REQUIRED WORK → Your job is to print, exactly, the lines in the data below from the line with "The component shall identify every instance of the donkey's tail" through the line with "The component shall identify every instance of the tray", both included, and to omit any picture.

___ DATA SHOWN ___

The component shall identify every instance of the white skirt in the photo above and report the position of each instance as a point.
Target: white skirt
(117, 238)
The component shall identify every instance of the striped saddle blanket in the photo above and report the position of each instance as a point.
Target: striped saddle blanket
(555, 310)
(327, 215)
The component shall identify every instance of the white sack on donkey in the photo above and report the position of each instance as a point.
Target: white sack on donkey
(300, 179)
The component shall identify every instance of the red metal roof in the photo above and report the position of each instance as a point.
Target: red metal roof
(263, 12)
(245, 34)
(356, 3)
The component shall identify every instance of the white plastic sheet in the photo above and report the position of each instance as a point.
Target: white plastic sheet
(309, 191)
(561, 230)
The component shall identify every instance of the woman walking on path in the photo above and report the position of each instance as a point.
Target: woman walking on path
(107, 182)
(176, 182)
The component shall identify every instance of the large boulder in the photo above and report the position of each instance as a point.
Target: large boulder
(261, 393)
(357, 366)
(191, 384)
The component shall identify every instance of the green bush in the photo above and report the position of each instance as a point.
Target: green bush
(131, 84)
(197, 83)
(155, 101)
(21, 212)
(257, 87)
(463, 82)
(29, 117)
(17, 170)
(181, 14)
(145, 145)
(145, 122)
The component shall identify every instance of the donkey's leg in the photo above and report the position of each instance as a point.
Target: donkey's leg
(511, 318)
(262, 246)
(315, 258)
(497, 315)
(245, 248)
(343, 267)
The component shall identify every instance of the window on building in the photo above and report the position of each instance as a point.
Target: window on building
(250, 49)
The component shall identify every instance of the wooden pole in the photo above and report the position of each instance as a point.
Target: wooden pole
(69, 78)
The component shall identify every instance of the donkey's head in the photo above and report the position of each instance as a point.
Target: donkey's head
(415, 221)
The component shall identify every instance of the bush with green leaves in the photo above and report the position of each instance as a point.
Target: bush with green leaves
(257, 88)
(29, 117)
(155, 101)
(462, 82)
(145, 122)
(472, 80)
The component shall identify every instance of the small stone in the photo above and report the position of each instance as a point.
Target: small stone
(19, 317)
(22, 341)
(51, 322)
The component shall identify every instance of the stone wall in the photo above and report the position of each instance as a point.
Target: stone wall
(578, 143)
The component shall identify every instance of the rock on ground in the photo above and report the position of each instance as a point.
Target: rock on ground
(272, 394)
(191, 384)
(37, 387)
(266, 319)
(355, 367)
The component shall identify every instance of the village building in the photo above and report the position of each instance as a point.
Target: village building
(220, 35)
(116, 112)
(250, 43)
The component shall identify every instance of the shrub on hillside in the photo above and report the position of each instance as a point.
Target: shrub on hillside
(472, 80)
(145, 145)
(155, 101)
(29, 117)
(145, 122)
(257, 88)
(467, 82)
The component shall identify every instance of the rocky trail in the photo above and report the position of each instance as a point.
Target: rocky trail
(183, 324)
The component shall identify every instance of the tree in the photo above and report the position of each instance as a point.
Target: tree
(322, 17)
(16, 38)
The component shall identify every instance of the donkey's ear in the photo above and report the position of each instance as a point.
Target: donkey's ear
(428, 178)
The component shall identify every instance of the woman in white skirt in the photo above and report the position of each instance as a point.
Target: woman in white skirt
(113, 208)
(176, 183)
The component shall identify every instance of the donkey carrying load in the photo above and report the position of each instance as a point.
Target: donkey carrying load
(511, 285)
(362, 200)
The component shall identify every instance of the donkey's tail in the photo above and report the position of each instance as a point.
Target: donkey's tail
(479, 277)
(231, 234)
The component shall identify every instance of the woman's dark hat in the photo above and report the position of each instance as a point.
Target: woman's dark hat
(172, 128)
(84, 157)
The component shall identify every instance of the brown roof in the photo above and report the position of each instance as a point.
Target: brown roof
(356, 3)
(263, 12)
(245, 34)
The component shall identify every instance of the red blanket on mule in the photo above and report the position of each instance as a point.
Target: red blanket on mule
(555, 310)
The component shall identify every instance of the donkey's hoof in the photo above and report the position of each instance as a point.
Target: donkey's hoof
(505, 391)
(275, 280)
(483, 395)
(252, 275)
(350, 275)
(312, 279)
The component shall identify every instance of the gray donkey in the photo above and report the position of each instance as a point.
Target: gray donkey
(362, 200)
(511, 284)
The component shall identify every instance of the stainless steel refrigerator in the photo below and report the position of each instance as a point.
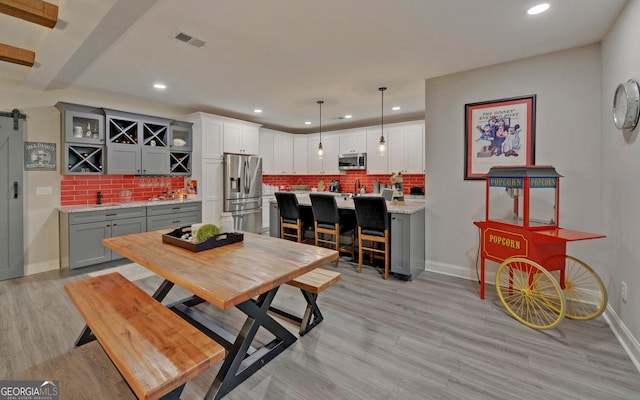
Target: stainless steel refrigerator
(243, 191)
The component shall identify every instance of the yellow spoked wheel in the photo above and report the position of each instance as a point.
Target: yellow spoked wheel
(584, 293)
(530, 293)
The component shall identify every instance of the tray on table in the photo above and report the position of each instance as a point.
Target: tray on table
(222, 239)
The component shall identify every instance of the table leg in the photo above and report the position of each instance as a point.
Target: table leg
(237, 365)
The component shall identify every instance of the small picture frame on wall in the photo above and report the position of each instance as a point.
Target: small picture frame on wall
(498, 132)
(39, 156)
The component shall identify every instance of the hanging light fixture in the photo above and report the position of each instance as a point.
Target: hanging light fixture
(320, 150)
(382, 146)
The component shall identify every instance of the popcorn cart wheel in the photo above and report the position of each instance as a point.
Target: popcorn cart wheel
(530, 293)
(584, 292)
(537, 282)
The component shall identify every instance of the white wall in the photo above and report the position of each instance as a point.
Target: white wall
(43, 125)
(621, 175)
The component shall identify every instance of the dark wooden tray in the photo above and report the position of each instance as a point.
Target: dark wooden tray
(221, 239)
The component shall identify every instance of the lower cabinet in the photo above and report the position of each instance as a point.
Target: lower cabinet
(274, 220)
(407, 244)
(81, 234)
(173, 215)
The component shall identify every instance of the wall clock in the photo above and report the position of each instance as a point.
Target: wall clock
(626, 105)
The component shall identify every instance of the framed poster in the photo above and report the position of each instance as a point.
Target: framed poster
(39, 156)
(499, 132)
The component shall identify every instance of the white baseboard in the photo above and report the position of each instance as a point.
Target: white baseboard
(451, 270)
(460, 272)
(36, 268)
(627, 340)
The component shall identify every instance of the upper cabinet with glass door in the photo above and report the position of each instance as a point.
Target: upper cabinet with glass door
(81, 124)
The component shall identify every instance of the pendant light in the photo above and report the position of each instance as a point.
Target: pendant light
(382, 146)
(320, 150)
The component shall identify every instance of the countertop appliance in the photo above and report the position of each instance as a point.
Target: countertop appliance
(243, 191)
(352, 161)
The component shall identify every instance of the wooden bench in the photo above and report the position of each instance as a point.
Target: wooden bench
(311, 284)
(154, 349)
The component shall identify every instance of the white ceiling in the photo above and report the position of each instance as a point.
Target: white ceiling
(284, 55)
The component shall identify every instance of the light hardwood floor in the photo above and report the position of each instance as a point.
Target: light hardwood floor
(432, 338)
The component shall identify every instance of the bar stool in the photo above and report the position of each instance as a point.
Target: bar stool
(292, 217)
(327, 219)
(373, 226)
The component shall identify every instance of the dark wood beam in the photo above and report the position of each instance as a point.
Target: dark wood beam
(17, 55)
(36, 11)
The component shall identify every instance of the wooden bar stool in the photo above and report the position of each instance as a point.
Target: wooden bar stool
(328, 220)
(292, 217)
(373, 226)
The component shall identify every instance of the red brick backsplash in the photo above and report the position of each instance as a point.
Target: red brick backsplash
(76, 190)
(346, 181)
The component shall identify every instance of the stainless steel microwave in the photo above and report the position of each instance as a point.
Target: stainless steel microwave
(352, 161)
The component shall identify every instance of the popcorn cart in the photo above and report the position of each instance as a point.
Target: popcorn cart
(536, 281)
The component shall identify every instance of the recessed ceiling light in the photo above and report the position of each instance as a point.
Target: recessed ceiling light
(537, 9)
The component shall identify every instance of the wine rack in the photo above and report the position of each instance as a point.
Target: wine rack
(180, 163)
(155, 135)
(122, 131)
(83, 159)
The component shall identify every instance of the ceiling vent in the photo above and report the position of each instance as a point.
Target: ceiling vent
(195, 42)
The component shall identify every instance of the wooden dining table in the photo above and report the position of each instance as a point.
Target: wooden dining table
(245, 275)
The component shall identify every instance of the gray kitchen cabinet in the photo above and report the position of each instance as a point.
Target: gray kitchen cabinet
(407, 244)
(82, 135)
(180, 146)
(173, 215)
(137, 144)
(81, 234)
(274, 220)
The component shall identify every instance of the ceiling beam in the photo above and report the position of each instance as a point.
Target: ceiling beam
(36, 11)
(17, 55)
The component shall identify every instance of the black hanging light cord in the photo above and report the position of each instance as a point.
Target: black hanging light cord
(382, 89)
(320, 103)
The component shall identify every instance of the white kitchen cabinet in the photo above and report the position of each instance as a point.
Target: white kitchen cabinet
(207, 166)
(376, 164)
(329, 163)
(300, 154)
(266, 152)
(241, 137)
(282, 153)
(353, 141)
(406, 148)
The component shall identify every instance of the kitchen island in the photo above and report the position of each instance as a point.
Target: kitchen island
(407, 223)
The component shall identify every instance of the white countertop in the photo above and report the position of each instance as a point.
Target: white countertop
(109, 206)
(410, 205)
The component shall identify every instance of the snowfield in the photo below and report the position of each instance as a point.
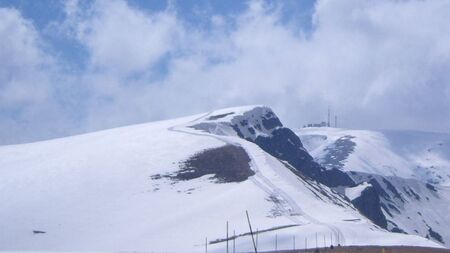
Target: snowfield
(412, 170)
(102, 191)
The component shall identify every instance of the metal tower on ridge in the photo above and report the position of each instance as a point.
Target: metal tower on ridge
(328, 123)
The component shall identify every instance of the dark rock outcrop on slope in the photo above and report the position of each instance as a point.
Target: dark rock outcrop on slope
(225, 164)
(284, 144)
(368, 204)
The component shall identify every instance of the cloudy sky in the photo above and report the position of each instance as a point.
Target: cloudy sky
(69, 67)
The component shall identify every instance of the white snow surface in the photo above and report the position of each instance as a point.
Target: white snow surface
(407, 154)
(94, 192)
(355, 192)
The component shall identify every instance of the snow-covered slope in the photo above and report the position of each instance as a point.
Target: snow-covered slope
(408, 154)
(408, 173)
(166, 186)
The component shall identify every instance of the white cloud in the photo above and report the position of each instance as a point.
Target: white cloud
(381, 64)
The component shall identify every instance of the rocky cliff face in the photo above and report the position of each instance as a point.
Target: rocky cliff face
(263, 127)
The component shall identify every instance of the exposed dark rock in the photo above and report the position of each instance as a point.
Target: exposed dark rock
(368, 204)
(285, 145)
(214, 117)
(392, 189)
(225, 164)
(435, 235)
(271, 121)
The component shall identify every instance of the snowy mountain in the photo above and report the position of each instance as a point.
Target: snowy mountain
(403, 177)
(166, 186)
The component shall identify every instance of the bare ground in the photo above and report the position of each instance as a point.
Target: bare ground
(370, 249)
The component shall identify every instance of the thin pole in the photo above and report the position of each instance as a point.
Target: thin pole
(234, 243)
(251, 232)
(227, 236)
(294, 241)
(257, 233)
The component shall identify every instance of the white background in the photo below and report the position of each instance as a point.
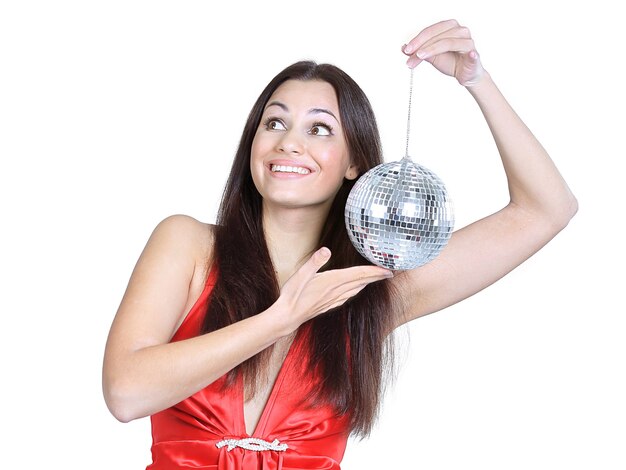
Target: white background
(114, 115)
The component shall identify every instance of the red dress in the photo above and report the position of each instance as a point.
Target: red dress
(194, 432)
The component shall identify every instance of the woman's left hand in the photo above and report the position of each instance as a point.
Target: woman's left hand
(449, 47)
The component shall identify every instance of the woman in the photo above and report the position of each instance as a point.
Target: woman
(220, 335)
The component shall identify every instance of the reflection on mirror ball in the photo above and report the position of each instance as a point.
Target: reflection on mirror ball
(399, 215)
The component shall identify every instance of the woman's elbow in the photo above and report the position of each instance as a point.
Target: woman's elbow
(118, 401)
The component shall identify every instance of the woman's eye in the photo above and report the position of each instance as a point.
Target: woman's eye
(320, 129)
(274, 125)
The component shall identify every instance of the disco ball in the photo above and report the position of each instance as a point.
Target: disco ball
(399, 215)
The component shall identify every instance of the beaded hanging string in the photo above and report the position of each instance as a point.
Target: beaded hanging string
(408, 120)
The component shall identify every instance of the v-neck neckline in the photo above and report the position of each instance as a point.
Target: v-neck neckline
(261, 424)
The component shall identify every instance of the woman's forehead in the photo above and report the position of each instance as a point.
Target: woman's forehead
(306, 94)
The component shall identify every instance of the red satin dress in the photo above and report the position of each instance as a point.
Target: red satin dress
(194, 432)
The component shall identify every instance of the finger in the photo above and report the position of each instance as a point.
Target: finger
(353, 273)
(446, 45)
(428, 33)
(459, 32)
(413, 61)
(344, 297)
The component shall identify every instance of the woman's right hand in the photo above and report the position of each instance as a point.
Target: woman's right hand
(308, 293)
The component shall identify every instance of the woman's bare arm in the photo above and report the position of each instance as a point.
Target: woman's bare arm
(541, 204)
(143, 373)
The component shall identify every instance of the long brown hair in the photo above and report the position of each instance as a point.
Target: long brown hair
(352, 377)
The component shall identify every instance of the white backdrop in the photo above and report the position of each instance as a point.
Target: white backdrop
(114, 115)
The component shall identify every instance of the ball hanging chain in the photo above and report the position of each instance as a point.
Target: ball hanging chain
(398, 214)
(408, 119)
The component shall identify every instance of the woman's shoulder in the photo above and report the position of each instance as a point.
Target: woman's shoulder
(189, 234)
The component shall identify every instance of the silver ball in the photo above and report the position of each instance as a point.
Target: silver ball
(399, 215)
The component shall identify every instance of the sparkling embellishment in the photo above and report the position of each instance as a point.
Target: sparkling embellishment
(399, 215)
(252, 443)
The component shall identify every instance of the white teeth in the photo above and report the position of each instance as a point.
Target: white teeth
(290, 169)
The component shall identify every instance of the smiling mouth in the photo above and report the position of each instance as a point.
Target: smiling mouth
(289, 169)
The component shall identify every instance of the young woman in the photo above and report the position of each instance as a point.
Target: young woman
(261, 341)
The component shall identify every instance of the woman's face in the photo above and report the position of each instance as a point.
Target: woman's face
(299, 154)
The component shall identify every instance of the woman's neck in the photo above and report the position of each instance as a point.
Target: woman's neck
(292, 235)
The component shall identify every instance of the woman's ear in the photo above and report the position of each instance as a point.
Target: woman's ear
(352, 172)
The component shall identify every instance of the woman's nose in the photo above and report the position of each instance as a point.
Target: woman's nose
(291, 143)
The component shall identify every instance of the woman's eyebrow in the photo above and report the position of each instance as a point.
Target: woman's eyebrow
(284, 107)
(322, 110)
(279, 104)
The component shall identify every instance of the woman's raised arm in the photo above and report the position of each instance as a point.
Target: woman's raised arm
(541, 204)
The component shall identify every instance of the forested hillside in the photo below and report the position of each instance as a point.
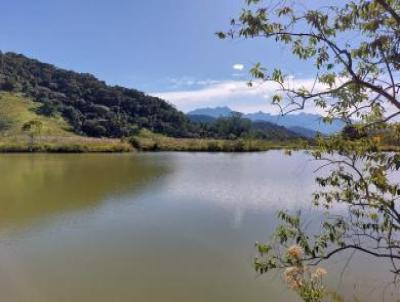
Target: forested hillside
(95, 109)
(91, 107)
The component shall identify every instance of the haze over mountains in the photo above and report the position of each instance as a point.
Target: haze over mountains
(302, 123)
(93, 108)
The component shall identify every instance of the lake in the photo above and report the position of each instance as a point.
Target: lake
(155, 227)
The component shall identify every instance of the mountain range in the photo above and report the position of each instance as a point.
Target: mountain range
(305, 124)
(92, 108)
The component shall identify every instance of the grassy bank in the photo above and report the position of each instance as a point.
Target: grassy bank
(73, 144)
(147, 141)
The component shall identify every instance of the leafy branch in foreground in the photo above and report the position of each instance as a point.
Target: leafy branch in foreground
(354, 48)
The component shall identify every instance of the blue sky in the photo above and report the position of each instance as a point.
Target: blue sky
(163, 47)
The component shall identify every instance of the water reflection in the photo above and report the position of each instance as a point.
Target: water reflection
(36, 186)
(152, 227)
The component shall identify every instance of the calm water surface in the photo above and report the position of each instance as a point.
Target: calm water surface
(153, 227)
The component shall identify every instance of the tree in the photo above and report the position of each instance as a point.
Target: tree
(355, 51)
(32, 128)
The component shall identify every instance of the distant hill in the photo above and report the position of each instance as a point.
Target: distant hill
(213, 112)
(201, 118)
(304, 131)
(303, 123)
(89, 105)
(235, 125)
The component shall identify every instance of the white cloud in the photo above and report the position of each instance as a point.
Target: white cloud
(236, 94)
(239, 67)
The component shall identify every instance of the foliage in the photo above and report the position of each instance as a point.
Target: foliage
(354, 47)
(148, 141)
(91, 107)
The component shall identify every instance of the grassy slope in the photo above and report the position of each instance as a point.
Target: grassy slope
(55, 136)
(148, 141)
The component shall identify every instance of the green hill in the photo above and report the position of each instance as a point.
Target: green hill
(55, 133)
(91, 107)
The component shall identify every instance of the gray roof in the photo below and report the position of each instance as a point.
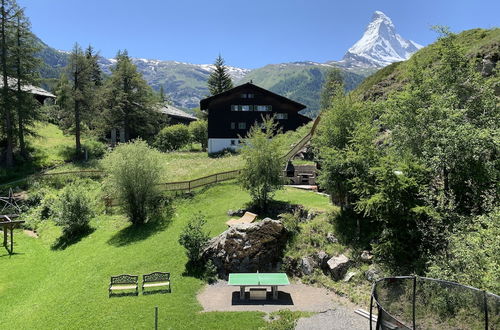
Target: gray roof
(28, 88)
(174, 112)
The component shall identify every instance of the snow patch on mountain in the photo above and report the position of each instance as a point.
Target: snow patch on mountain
(380, 45)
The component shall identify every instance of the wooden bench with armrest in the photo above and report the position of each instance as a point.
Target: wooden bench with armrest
(124, 282)
(248, 217)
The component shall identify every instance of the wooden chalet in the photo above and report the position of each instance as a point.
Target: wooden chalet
(233, 112)
(40, 94)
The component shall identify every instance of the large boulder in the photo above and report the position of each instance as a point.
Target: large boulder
(338, 266)
(247, 247)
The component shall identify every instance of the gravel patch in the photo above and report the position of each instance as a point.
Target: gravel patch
(295, 297)
(337, 318)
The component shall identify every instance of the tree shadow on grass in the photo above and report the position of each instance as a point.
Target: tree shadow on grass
(273, 209)
(139, 232)
(65, 241)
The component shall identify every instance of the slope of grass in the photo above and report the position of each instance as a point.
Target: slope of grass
(44, 288)
(47, 149)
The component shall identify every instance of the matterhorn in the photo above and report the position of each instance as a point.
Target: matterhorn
(379, 46)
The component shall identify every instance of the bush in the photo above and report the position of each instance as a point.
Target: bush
(193, 238)
(74, 209)
(172, 138)
(95, 149)
(134, 175)
(262, 173)
(199, 133)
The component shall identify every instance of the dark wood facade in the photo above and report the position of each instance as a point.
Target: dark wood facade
(232, 113)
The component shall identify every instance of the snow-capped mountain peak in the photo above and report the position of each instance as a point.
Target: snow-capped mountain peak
(380, 45)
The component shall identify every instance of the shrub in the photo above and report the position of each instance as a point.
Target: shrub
(262, 172)
(95, 149)
(74, 209)
(199, 133)
(134, 173)
(172, 138)
(193, 238)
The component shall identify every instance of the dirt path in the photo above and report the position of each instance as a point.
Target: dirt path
(338, 318)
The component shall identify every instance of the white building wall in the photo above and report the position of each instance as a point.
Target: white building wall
(216, 145)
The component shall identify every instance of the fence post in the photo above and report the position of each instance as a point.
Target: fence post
(156, 317)
(485, 310)
(414, 298)
(371, 305)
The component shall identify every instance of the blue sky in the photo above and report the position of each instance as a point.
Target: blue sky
(248, 34)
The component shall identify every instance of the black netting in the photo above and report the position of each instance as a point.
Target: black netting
(395, 296)
(438, 305)
(446, 305)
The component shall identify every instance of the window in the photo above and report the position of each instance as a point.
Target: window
(263, 108)
(246, 107)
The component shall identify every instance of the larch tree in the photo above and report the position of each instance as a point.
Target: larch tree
(129, 101)
(219, 80)
(8, 11)
(332, 87)
(80, 77)
(26, 65)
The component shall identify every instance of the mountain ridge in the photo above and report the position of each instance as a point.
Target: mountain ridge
(185, 83)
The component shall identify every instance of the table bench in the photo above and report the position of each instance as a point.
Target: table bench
(156, 280)
(124, 282)
(272, 280)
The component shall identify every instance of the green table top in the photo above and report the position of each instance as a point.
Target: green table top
(258, 279)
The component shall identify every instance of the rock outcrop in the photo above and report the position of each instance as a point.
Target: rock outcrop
(338, 266)
(247, 247)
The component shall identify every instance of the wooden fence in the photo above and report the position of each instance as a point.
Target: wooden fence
(200, 182)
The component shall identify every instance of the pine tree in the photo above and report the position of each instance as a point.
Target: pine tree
(332, 87)
(129, 101)
(219, 80)
(26, 64)
(8, 12)
(80, 74)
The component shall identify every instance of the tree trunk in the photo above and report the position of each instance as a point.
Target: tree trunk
(78, 145)
(22, 145)
(77, 130)
(9, 153)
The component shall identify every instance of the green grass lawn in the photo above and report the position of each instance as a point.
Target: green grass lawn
(68, 289)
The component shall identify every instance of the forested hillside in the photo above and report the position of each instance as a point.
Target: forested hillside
(413, 161)
(479, 44)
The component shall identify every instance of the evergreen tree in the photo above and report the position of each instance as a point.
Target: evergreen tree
(80, 77)
(129, 101)
(26, 64)
(8, 13)
(332, 87)
(219, 80)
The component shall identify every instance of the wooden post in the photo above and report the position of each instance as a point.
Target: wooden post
(11, 239)
(156, 318)
(4, 236)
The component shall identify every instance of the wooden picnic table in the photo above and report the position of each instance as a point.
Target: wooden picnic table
(272, 280)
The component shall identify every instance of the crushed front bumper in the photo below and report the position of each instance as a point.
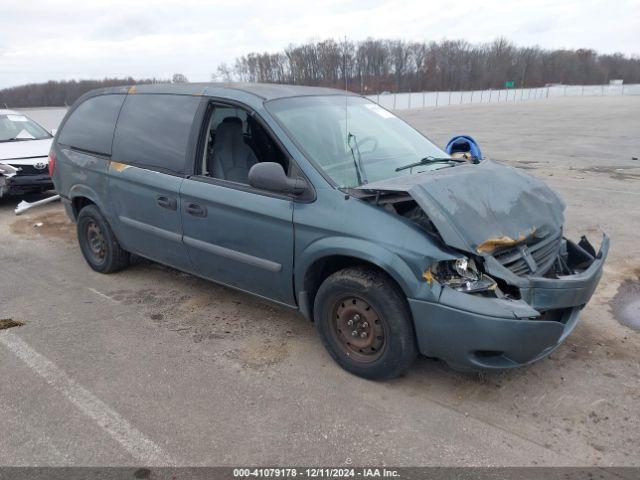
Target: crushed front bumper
(473, 332)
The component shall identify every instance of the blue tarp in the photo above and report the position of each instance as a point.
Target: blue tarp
(464, 144)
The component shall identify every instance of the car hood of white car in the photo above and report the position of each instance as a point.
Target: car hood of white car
(25, 150)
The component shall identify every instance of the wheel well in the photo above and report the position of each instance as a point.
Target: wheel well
(78, 203)
(324, 267)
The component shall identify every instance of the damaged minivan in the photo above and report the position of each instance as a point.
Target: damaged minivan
(327, 203)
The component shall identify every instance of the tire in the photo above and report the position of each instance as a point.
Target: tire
(357, 301)
(99, 245)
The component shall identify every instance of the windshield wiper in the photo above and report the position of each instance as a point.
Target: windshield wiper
(430, 159)
(360, 173)
(15, 139)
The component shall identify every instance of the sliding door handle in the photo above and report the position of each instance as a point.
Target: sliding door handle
(196, 210)
(167, 202)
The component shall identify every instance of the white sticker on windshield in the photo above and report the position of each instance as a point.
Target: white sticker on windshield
(379, 110)
(17, 118)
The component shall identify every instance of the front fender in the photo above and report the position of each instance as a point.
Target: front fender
(409, 281)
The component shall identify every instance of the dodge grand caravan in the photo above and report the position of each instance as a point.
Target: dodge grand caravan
(327, 203)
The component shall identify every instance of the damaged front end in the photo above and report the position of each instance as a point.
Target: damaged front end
(7, 172)
(516, 289)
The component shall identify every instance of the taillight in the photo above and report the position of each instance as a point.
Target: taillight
(52, 163)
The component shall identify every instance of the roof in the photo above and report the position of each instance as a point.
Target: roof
(265, 91)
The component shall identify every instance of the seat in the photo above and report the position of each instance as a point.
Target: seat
(231, 158)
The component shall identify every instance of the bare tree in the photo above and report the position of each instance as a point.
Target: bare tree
(375, 65)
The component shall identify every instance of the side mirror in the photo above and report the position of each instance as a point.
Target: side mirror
(270, 176)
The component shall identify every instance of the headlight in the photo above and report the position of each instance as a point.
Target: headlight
(460, 274)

___

REPLY TO THE TASK →
The component shall identify every instance of the donkey's tail in the photo above and report the position of each instance as a point.
Target: donkey's tail
(479, 277)
(231, 234)
The component shall identify every instance of the woman's dark hat in the photo above and report the position of each instance as a point.
Target: woman's dark hat
(172, 128)
(84, 157)
The component shall identify every instance of the brown roof in the photo above and report the position of each instance as a point.
Target: brown roof
(356, 3)
(263, 12)
(245, 34)
The component shall identify every instance of the red blanket on mule in the photo above and report the position of each instance as a point.
Target: red blanket on mule
(555, 310)
The component shall identify every instance of the donkey's hoof in the photo above and report the position of each instance as a point.
Target: donkey's hoof
(505, 391)
(275, 280)
(483, 395)
(252, 275)
(350, 275)
(312, 279)
The component shall identify every instance of the gray donkey in the photo above and report the position of each instance as a point.
Target: gray donkey
(362, 200)
(511, 284)
The component shall identify every instance of the stainless steel refrigerator in the photo below and report the position of each instance as a point.
Target: stainless steel refrigerator
(243, 191)
The component shall identify every instance of the yellow spoked wheel in the photo above and report the position of each instance as a point.
Target: yellow spoked wheel
(584, 293)
(530, 293)
The component shall identify every instance of the tray on table in the photo above and report the position of each instance as a point.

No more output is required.